## What needs to be done
Could you transcribe word for word, and with nothing else, the lines of the records below from the one containing "the black shoulder" through the one containing "pixel 506 570", including both of those lines?

## Available records
▽

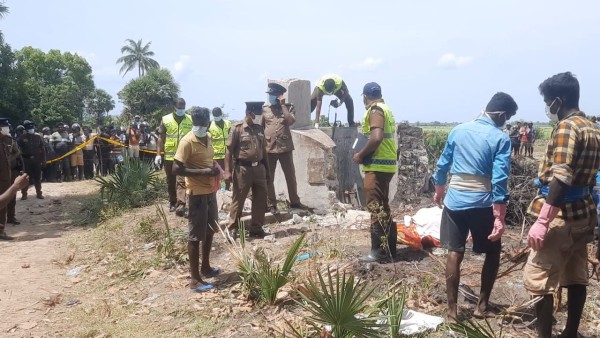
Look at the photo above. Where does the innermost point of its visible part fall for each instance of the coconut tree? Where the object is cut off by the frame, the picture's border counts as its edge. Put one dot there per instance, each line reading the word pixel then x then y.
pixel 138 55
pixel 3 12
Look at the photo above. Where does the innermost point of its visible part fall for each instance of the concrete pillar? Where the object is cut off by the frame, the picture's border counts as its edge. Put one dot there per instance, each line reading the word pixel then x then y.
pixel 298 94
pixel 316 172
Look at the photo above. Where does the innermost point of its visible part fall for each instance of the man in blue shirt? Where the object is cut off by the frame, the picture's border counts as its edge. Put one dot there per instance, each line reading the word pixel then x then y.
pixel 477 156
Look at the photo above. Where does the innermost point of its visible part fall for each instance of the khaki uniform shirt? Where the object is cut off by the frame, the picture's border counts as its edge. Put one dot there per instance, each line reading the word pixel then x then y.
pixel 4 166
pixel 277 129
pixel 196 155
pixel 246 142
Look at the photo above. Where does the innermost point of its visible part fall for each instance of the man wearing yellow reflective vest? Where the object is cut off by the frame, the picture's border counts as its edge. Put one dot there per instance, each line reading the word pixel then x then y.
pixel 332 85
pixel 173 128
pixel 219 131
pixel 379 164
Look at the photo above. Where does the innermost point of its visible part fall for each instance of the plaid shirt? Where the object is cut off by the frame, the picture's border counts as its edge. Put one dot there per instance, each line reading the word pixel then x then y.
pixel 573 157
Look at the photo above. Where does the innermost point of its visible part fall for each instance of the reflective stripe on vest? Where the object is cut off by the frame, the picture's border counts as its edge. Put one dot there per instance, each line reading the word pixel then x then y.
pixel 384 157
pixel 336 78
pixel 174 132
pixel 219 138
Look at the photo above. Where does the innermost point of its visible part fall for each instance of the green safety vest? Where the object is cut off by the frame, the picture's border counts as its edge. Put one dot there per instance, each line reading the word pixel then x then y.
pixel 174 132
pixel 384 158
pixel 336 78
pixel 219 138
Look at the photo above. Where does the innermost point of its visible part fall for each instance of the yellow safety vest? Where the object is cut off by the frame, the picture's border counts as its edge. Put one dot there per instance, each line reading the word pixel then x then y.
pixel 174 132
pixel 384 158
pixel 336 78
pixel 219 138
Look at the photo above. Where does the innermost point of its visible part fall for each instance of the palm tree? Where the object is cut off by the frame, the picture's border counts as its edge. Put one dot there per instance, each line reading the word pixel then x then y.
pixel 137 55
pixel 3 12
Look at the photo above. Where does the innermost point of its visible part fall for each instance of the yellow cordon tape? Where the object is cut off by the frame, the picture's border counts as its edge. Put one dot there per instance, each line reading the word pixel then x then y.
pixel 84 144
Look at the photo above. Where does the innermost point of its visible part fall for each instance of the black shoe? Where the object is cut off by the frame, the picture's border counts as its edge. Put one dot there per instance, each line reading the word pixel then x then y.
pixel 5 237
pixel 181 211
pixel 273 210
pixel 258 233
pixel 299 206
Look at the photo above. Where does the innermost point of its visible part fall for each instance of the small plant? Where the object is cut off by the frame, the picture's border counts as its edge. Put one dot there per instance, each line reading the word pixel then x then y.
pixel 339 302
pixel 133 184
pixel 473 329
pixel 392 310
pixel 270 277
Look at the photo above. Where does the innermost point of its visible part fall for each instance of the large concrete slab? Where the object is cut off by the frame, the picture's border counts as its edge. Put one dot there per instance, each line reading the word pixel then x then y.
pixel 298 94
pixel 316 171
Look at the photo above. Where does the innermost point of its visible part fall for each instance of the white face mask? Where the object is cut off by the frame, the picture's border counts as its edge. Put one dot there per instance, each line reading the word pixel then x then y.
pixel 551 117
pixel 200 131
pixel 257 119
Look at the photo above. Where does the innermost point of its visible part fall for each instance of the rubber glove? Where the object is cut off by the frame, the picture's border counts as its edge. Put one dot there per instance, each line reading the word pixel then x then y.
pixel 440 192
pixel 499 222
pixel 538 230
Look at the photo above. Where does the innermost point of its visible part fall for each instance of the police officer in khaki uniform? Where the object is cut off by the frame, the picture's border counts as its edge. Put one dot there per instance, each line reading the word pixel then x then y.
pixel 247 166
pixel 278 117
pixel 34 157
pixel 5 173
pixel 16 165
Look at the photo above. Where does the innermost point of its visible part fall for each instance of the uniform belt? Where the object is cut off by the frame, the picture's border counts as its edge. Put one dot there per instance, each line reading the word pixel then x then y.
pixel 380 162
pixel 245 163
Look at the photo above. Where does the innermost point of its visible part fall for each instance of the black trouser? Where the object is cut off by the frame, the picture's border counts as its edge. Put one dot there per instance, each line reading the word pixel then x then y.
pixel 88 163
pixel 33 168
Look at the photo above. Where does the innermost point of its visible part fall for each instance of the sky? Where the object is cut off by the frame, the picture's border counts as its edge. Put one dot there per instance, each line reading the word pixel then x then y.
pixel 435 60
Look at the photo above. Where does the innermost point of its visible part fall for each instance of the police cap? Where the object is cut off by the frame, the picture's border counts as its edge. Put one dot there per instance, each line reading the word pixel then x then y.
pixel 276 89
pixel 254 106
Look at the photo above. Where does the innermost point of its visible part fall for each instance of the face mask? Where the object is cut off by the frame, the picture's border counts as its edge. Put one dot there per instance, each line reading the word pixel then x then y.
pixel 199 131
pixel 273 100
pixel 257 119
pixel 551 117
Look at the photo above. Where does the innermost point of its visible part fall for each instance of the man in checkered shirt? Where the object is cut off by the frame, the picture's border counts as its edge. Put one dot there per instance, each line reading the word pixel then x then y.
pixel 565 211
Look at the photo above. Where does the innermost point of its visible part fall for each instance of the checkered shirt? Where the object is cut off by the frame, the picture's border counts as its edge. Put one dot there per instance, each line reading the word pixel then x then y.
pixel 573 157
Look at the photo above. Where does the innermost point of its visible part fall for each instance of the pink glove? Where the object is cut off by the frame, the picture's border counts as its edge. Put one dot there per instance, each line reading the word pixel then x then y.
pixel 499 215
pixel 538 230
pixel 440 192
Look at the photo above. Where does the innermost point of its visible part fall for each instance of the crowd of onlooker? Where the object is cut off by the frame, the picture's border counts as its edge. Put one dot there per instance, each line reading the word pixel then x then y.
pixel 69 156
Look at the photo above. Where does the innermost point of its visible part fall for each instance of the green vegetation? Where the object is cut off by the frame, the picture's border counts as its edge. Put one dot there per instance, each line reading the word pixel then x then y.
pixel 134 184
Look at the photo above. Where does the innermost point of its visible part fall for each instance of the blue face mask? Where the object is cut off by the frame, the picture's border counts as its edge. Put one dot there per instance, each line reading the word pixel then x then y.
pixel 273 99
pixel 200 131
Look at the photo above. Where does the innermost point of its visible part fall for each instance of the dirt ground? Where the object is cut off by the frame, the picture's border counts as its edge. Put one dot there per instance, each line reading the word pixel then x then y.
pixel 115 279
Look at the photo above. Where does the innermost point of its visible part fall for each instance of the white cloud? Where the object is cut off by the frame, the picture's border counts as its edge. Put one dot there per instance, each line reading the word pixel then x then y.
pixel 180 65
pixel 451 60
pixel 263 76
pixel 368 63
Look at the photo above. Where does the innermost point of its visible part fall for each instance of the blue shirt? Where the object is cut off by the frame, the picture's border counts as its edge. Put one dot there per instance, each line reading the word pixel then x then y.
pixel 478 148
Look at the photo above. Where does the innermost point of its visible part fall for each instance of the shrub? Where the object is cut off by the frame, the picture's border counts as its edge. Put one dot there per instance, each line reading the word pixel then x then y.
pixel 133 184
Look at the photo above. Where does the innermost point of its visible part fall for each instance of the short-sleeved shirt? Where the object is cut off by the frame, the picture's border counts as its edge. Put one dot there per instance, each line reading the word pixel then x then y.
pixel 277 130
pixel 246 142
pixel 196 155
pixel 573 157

△
▽

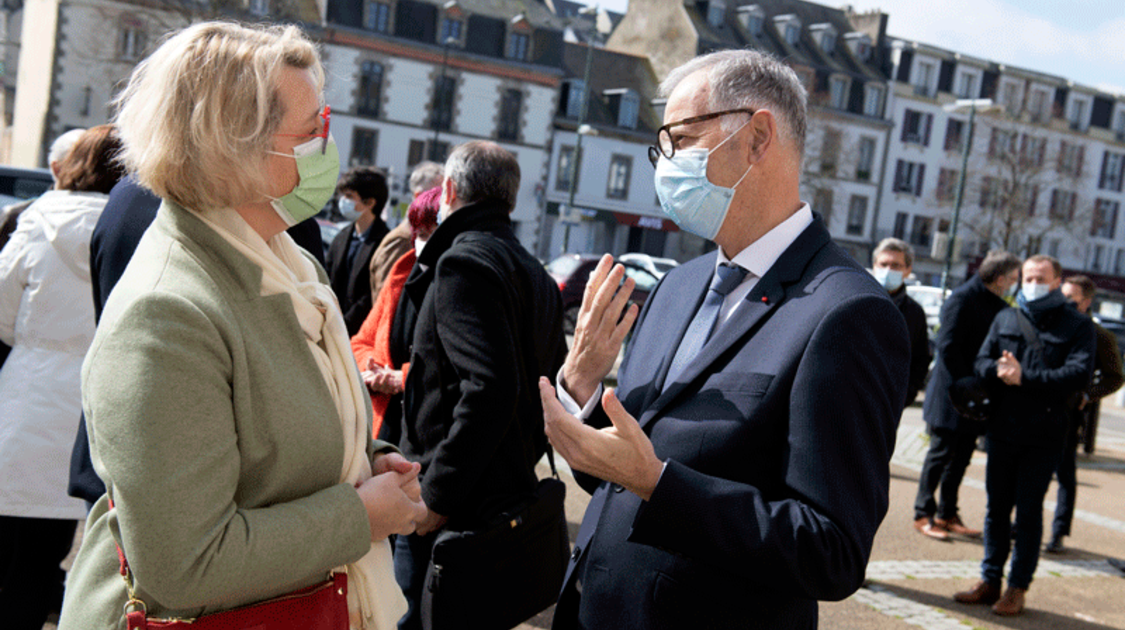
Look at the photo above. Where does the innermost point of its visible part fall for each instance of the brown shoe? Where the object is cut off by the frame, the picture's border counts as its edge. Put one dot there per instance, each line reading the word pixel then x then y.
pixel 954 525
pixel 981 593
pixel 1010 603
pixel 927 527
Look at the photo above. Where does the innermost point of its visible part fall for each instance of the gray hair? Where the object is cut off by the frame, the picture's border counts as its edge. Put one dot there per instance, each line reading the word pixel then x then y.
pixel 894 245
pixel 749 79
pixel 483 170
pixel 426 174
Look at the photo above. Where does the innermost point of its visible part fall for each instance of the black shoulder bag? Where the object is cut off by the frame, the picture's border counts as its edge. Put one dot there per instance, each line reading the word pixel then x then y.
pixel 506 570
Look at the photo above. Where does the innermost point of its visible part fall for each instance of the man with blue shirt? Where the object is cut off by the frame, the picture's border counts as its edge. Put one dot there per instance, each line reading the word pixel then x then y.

△
▽

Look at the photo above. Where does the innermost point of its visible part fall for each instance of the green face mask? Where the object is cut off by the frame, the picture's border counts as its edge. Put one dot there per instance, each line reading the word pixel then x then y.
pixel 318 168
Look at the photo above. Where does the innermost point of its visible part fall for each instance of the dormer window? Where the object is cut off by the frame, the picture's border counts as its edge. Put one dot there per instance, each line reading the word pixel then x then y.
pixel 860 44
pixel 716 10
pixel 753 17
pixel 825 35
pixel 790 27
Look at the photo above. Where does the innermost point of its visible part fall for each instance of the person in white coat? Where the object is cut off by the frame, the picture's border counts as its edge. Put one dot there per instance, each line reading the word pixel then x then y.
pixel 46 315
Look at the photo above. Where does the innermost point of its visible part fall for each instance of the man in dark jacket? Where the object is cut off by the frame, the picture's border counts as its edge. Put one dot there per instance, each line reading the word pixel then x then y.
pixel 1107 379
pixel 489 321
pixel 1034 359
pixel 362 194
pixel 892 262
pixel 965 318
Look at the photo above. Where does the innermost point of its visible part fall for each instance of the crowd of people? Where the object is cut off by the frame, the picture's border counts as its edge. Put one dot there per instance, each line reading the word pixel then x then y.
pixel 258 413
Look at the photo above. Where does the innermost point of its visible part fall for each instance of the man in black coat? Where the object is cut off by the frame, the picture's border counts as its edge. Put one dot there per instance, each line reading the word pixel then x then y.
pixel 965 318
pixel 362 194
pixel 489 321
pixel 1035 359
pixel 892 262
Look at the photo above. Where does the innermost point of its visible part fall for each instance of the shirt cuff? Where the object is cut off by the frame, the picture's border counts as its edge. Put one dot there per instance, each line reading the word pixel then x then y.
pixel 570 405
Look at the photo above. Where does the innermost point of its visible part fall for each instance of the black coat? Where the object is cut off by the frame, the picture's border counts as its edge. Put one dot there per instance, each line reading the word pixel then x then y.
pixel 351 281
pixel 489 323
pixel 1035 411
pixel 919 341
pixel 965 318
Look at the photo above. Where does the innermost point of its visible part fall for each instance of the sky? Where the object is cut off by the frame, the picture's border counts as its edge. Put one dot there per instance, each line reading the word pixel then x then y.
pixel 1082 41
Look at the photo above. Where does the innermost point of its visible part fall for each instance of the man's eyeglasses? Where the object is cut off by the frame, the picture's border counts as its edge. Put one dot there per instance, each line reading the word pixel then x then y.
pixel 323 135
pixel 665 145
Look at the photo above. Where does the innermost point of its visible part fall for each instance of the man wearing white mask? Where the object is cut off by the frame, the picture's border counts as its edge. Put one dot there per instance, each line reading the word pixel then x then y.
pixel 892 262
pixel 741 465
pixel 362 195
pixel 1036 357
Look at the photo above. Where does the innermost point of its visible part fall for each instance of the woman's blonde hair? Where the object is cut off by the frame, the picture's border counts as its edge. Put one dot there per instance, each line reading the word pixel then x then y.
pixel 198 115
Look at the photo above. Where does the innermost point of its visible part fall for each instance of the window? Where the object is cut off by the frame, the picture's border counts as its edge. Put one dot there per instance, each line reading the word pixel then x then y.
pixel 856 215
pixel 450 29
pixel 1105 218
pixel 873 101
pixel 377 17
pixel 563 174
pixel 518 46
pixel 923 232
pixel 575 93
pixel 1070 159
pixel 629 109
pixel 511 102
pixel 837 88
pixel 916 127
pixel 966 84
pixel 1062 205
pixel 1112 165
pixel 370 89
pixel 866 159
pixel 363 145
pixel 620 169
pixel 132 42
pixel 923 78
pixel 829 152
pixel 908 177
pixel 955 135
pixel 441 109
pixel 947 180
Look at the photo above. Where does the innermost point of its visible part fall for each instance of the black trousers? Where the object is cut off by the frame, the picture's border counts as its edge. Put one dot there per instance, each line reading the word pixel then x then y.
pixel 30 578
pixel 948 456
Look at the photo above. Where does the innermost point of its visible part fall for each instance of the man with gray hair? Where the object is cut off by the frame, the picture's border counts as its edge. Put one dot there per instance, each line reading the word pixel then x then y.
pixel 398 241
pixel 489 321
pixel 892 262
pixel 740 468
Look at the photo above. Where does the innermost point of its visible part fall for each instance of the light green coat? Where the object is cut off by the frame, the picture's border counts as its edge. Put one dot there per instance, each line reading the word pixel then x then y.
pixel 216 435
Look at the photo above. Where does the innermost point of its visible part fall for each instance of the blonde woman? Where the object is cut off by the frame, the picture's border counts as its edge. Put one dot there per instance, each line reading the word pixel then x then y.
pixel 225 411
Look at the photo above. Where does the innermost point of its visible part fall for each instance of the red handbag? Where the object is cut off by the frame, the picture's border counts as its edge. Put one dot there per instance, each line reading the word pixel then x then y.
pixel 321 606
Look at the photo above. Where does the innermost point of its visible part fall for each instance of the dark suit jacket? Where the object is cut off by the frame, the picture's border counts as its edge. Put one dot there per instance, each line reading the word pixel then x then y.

△

## Full output
Look at the photo above. Where does the innermost point of its visible part fall for each instance of the black shoulder bag? Where the object is cut off by the frame, the picture's border counts as its edge. Put one dot there per instance, each line reading the word pixel then x then y.
pixel 506 570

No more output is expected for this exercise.